━━━ TEXT SEGMENT ━━━

Yang Moo-jin, president of the University of North Korean Studies, pointed out that although North Korea continues to fire artillery shots that violate the inter-Korean military agreement, they have yet to make any mention of the actual agreement.

“Their intention is to shift responsibility and avoid criticism in case South Korea were to scrap the Sept. 19 agreement in the future,” Yang said.

In other words, by pushing South Korea to declare it will scrap the Sept. 19 military agreement first, North Korea would be able to shift responsibility onto the South for the worsening situation and be more justified in taking greater action, like local skirmishes or a seventh nuclear test.

At first, domestic and foreign experts expected that North Korea would refrain from any armed provocations during the period of the 20th Chinese Communist Party (CCP) congress (Oct. 16-22), during which Xi Jinping will be confirmed for a third consecutive term as president. However, provocations by the North during this time have not ceased.

Robert Manning, a distinguished senior fellow at the Stimson Center, told VOA that the goal of North Korea’s recent artillery drills is to prompt a “pseudo-crisis” and to express Kim Jong-un’s anger over the South Korea-US joint military drills.

“There may also be some frustration at pressure from China not to conduct a seventh nuclear test,” Manning said.

However, unlike ballistic missile launches, the recent artillery fire drills conducted by North Korea do not fall under the purview of the UN Security Council (UNSC). As such, these kinds of provocations likely put less pressure on China, which is a permanent member of the UNSC.

Nevertheless, experts are concerned that North Korea’s shows of force paired with South Korea’s military responses have begun a vicious cycle of raising tensions on the Korean Peninsula. In turn, such tensions raise the possibility of accidental clashes breaking out between the two Koreas.

In fact, with North Korean artillery shots falling in maritime buffer zones on either coast on Oct. 14, 18, and 19, a tense situation is already brewing with fighter jets from both sides confronting each other.

“With the South and the North fiercely butting heads, we are heading towards an explosive situation where anything can become a ‘fuse,’” commented Kim Chang-soo, former Blue House secretary for unification policy.

“Even if the North violates [the Sept. 19 agreement], for now, it is necessary keep a trust mechanism in place to somehow prevent a conflict between the two sides by maintaining the Sept. 19 military agreement before the situation spirals out of control,” the former secretary added.

━━━ STUDY MATERIAL ━━━

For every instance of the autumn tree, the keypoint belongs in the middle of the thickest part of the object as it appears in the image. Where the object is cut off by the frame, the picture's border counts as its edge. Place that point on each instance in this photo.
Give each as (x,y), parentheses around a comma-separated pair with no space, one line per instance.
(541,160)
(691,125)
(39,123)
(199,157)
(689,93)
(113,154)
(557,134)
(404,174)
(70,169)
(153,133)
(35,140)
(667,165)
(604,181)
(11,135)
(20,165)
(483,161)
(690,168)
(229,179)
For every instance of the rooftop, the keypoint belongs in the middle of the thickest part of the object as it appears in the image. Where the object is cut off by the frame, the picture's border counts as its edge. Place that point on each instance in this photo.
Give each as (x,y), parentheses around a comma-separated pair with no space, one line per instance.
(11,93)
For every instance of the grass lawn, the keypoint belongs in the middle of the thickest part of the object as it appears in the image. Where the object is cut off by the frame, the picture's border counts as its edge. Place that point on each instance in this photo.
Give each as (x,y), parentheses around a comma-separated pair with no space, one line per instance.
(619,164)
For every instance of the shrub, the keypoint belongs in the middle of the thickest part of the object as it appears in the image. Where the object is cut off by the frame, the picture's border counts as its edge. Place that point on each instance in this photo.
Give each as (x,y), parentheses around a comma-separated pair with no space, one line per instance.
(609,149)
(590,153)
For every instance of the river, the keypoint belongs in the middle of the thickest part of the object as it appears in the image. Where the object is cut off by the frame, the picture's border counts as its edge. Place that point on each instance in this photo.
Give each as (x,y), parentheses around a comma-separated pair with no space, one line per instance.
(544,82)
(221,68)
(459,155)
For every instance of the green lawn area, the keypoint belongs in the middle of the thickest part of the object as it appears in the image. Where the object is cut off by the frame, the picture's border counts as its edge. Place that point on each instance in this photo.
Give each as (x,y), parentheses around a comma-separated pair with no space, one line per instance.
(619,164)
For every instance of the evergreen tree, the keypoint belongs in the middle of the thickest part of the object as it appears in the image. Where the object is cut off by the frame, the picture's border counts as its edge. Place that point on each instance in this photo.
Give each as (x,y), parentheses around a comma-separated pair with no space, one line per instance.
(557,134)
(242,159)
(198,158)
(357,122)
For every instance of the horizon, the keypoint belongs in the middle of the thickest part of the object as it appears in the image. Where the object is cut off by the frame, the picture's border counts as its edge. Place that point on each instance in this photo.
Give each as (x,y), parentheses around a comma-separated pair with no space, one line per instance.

━━━

WHAT YOU NEED TO DO:
1. In the article on North Korea's artillery drills, on which October dates did North Korean artillery shots fall in maritime buffer zones?
2. Decide whether each statement below agrees with the article on North Korea's artillery drills. Answer yes or no and quote the deciding words.
(a) North Korea's recent artillery fire drills fall under the purview of the UN Security Council.
(b) Robert Manning is a distinguished senior fellow at the Stimson Center.
(c) Kim Chang-soo called for scrapping the Sept. 19 military agreement.
3. Carry on the article on North Korea's artillery drills, starting after its final sentence.

ANSWERS TO THIS EXERCISE:
1. Oct. 14, 18, and 19.

2.
(a) No: "unlike ballistic missile launches, the recent artillery fire drills conducted by North Korea do not fall under the purview of the UN Security Council (UNSC)"
(b) Yes: "Robert Manning, a distinguished senior fellow at the Stimson Center"
(c) No: "by maintaining the Sept. 19 military agreement before the situation spirals out of control"

3.
The artillery shots fired by North Korea so far have fallen into North Korean waters without crossing the Northern Limit Line (NLL) on either coast.

If North Korean artillery shells fall beyond the NLL and into South Korean waters, however, South Korean military authorities say they will fire the same amount of artillery shots north of the NLL.

If this were to happen, the Marine Corps stationed at Baengnyeong Island would respond by firing a K9 self-propelled howitzer and joint support forces including the Army, Navy, and Air Force would go on standby.

In other words, if tensions continue to rise due to the armed rejoinders by both North and South, the possibility of an accidental military conflict breaking out between the two sides also inevitably increases.

South Korean Defense Minister Lee Jong-sup told commanders and soldiers to stand in readiness to carry out a “stern initial response in self-defense without hesitation in the event of a direct provocation from North Korea” during a visit to the Joint Chiefs’ combat control center on Sunday.

Some point out that the South Korean government should be prioritizing managing the crisis, not further escalating it.

Kim Jung-sup, current vice president of the Sejong Institute and former head of the Ministry of National Defense’s planning and coordination office, said that the North’s recent behavior “doesn’t seem like it will end with a one-off.”

“This could be a situation in which [the North] could use the South Korean and US military responses to justify a seventh nuclear test,” he said.

“We have the promise of US extended deterrence, so the government should make an effort to manage the crisis in a stable manner without overreacting,” Kim Jung-sup added.